## [Work required]
Exactly repeat all the records below, omitting the images they hold.

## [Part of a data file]

◆ ◆ ◆ ◆ ◆

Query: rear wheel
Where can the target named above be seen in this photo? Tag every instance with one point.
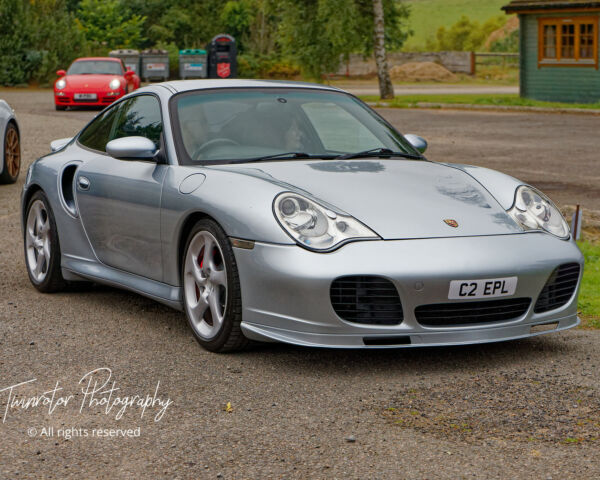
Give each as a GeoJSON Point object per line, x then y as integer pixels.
{"type": "Point", "coordinates": [211, 289]}
{"type": "Point", "coordinates": [12, 155]}
{"type": "Point", "coordinates": [42, 249]}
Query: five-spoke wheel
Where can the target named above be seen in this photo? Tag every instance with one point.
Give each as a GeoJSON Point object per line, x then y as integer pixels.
{"type": "Point", "coordinates": [42, 249]}
{"type": "Point", "coordinates": [211, 290]}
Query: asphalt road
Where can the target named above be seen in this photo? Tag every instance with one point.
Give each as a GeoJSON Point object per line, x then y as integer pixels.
{"type": "Point", "coordinates": [525, 408]}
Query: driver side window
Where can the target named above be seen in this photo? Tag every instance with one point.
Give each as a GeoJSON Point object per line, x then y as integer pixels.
{"type": "Point", "coordinates": [138, 116]}
{"type": "Point", "coordinates": [98, 133]}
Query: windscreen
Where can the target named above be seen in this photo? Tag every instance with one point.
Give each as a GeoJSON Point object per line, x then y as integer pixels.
{"type": "Point", "coordinates": [238, 124]}
{"type": "Point", "coordinates": [89, 67]}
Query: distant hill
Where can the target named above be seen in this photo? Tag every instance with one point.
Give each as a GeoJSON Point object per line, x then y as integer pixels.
{"type": "Point", "coordinates": [428, 15]}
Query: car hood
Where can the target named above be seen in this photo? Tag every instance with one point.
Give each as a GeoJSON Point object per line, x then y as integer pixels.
{"type": "Point", "coordinates": [92, 81]}
{"type": "Point", "coordinates": [398, 199]}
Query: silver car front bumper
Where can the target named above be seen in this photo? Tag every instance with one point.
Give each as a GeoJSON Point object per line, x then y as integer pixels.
{"type": "Point", "coordinates": [286, 289]}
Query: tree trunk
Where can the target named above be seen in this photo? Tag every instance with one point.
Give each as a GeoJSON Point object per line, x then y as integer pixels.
{"type": "Point", "coordinates": [386, 89]}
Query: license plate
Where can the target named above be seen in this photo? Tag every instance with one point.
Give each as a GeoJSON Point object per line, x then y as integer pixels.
{"type": "Point", "coordinates": [156, 66]}
{"type": "Point", "coordinates": [486, 288]}
{"type": "Point", "coordinates": [85, 96]}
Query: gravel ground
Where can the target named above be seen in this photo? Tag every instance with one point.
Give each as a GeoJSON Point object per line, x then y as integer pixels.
{"type": "Point", "coordinates": [496, 411]}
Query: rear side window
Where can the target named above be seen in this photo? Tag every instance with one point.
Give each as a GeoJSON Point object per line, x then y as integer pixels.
{"type": "Point", "coordinates": [140, 116]}
{"type": "Point", "coordinates": [98, 133]}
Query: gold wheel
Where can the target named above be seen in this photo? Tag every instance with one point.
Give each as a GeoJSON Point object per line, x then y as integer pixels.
{"type": "Point", "coordinates": [12, 152]}
{"type": "Point", "coordinates": [12, 155]}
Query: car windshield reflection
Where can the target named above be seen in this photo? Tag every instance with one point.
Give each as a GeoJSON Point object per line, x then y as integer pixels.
{"type": "Point", "coordinates": [237, 125]}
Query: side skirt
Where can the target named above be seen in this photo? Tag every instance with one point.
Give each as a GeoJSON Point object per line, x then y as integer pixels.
{"type": "Point", "coordinates": [97, 272]}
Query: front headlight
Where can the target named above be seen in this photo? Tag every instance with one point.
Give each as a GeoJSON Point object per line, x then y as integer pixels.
{"type": "Point", "coordinates": [314, 226]}
{"type": "Point", "coordinates": [115, 84]}
{"type": "Point", "coordinates": [534, 211]}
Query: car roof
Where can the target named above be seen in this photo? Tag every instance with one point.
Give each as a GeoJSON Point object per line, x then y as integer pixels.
{"type": "Point", "coordinates": [187, 85]}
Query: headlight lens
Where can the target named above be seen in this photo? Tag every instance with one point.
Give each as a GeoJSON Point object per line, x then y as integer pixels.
{"type": "Point", "coordinates": [115, 83]}
{"type": "Point", "coordinates": [314, 226]}
{"type": "Point", "coordinates": [534, 211]}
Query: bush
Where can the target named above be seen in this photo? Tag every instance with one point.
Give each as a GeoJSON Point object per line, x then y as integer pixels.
{"type": "Point", "coordinates": [266, 66]}
{"type": "Point", "coordinates": [465, 35]}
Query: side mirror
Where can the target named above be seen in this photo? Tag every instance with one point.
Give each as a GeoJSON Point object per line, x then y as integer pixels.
{"type": "Point", "coordinates": [132, 148]}
{"type": "Point", "coordinates": [419, 143]}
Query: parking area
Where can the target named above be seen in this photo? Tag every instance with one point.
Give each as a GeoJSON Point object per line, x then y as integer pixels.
{"type": "Point", "coordinates": [492, 411]}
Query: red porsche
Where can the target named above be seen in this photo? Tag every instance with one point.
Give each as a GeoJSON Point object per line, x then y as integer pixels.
{"type": "Point", "coordinates": [93, 81]}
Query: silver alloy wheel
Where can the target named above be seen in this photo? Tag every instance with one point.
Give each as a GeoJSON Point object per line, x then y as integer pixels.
{"type": "Point", "coordinates": [205, 284]}
{"type": "Point", "coordinates": [37, 241]}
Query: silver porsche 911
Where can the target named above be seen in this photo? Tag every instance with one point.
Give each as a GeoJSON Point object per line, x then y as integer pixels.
{"type": "Point", "coordinates": [289, 212]}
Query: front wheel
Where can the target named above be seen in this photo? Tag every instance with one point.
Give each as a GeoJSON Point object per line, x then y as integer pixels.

◆ ◆ ◆ ◆ ◆

## [Output below]
Query: rear wheel
Where can the target named above be seen in this photo? Tag every instance with one point.
Give each as a GeoJSON Point object per line, x then y as integer pixels.
{"type": "Point", "coordinates": [211, 289]}
{"type": "Point", "coordinates": [12, 155]}
{"type": "Point", "coordinates": [42, 249]}
Query: five-spoke wheel
Where can the target named above be seen in this photo? Tag every instance with one point.
Give each as a GeoJSON Point object per line, x then y as integer pixels.
{"type": "Point", "coordinates": [42, 249]}
{"type": "Point", "coordinates": [211, 290]}
Query: asphalt road
Where can the target named above be seen in this photo? Tag every instance with one point.
Give each as a GeoJSON Point object per line, x then y as integer pixels.
{"type": "Point", "coordinates": [525, 408]}
Query: driver side window
Where can the target named above be seen in this photo? Tag every instance with one point.
Give each as a GeoJSON Point object per line, x then y as integer pixels.
{"type": "Point", "coordinates": [138, 116]}
{"type": "Point", "coordinates": [98, 133]}
Query: windscreen
Where can the target named above be seen in this photo? Tag every instance with one point.
Give each as a GeoJSON Point object per line, x then y as integer pixels.
{"type": "Point", "coordinates": [238, 124]}
{"type": "Point", "coordinates": [89, 67]}
Query: distant hill
Where can the target named above be seen in this photo? Tag every instance with one point.
Give each as a GeoJSON Point object per line, x then y as integer pixels.
{"type": "Point", "coordinates": [428, 15]}
Query: car hood
Where can the target named above be seen in this photo? Tag every instance with one point.
Give each as a GeoJSON Point object per line, x then y as integer pixels.
{"type": "Point", "coordinates": [92, 81]}
{"type": "Point", "coordinates": [398, 199]}
Query: silver car front bumper
Where can the target named above be seen in this photo? Tag every instance with one point.
Give each as a GeoJSON Point object per line, x then y as integer pixels.
{"type": "Point", "coordinates": [286, 289]}
Query: tree trunk
Where can the target named above be seen in this photo? Tag every instance with one point.
Give each as a GeoJSON Point object per line, x then y as integer pixels.
{"type": "Point", "coordinates": [386, 89]}
Query: license plate
Where can the target named above be seen in this photo? Tag every instance with one point.
Give each as a GeoJSON Point object per line, x then y as integer pixels.
{"type": "Point", "coordinates": [156, 66]}
{"type": "Point", "coordinates": [486, 288]}
{"type": "Point", "coordinates": [85, 96]}
Query: gravel ground
Where can the target named above be seen in this photo? Tag every instance with one point.
Give each as a GeoJSON Point object per line, x then y as integer pixels.
{"type": "Point", "coordinates": [496, 411]}
Query: rear side window
Where can the target named above be seen in this photo? Tag every instance with one point.
Give each as a GeoJSON Point object per line, x then y as integer pixels.
{"type": "Point", "coordinates": [140, 116]}
{"type": "Point", "coordinates": [98, 133]}
Query: gold wheel
Where can the target named above be seen in this photo? Tag every instance with one point.
Give each as a GeoJSON Point object per line, x then y as integer pixels.
{"type": "Point", "coordinates": [12, 152]}
{"type": "Point", "coordinates": [12, 155]}
Query: car windshield reflection
Where can the target named above be seen in this photo? Tag every instance with one point.
Give each as a GeoJSON Point object per line, x then y as integer pixels.
{"type": "Point", "coordinates": [237, 125]}
Query: side skirt
Where can the target named above be seen in this photo? Tag every instance with one point.
Give each as a GeoJSON Point object per line, x then y as integer pixels.
{"type": "Point", "coordinates": [97, 272]}
Query: front headlight
Where can the target named above be seen in this photo? Tag every instance with one point.
Give each as a GeoJSON Point object per line, x then y as integer pixels.
{"type": "Point", "coordinates": [314, 226]}
{"type": "Point", "coordinates": [115, 84]}
{"type": "Point", "coordinates": [534, 211]}
Query: car roof
Where can the target named above be seen in this photo? Tag every instance with one point.
Give each as a GeoJSON Point object per line, x then y as integer pixels.
{"type": "Point", "coordinates": [187, 85]}
Query: headlight lens
Where can the target named above be seen in this photo? Tag every instance with one point.
Give each as a GeoJSON Point object per line, x then y as integer pixels.
{"type": "Point", "coordinates": [115, 83]}
{"type": "Point", "coordinates": [314, 226]}
{"type": "Point", "coordinates": [534, 211]}
Query: bush
Where can the target named above be seen in this photo? Tag every instance with one point.
Give each as a GeoJSON Point object per line, x then y as integer pixels.
{"type": "Point", "coordinates": [266, 66]}
{"type": "Point", "coordinates": [465, 35]}
Query: side mirror
Where can the target named above be seen in this photo? Tag every instance with one point.
Give each as a GeoJSON Point object per line, x then y as integer pixels.
{"type": "Point", "coordinates": [132, 148]}
{"type": "Point", "coordinates": [419, 143]}
Query: parking area
Where can the target named above be seen in this photo? Tag every instance with one point.
Give each as a GeoJSON Point object per line, x then y as integer pixels.
{"type": "Point", "coordinates": [492, 411]}
Query: red porsche
Where can the target named above be seen in this photo? Tag every instance with one point.
Give each as a GeoJSON Point object per line, x then y as integer pixels.
{"type": "Point", "coordinates": [93, 81]}
Query: silver alloy wheel
Where can the target named above be seen in this photo? Tag every instance with one point.
Give each as a GeoJSON Point object per line, x then y as integer pixels.
{"type": "Point", "coordinates": [205, 284]}
{"type": "Point", "coordinates": [37, 241]}
Query: silver porsche 911
Where can the target named above be seen in this photo? Tag every instance with one point.
Give each as a GeoJSON Point object per line, x then y as integer pixels.
{"type": "Point", "coordinates": [289, 212]}
Query: front wheel
Where can the target named above be seen in this photo? Tag every instance with one point.
Give each as a GeoJSON Point object per line, x then y as integer pixels.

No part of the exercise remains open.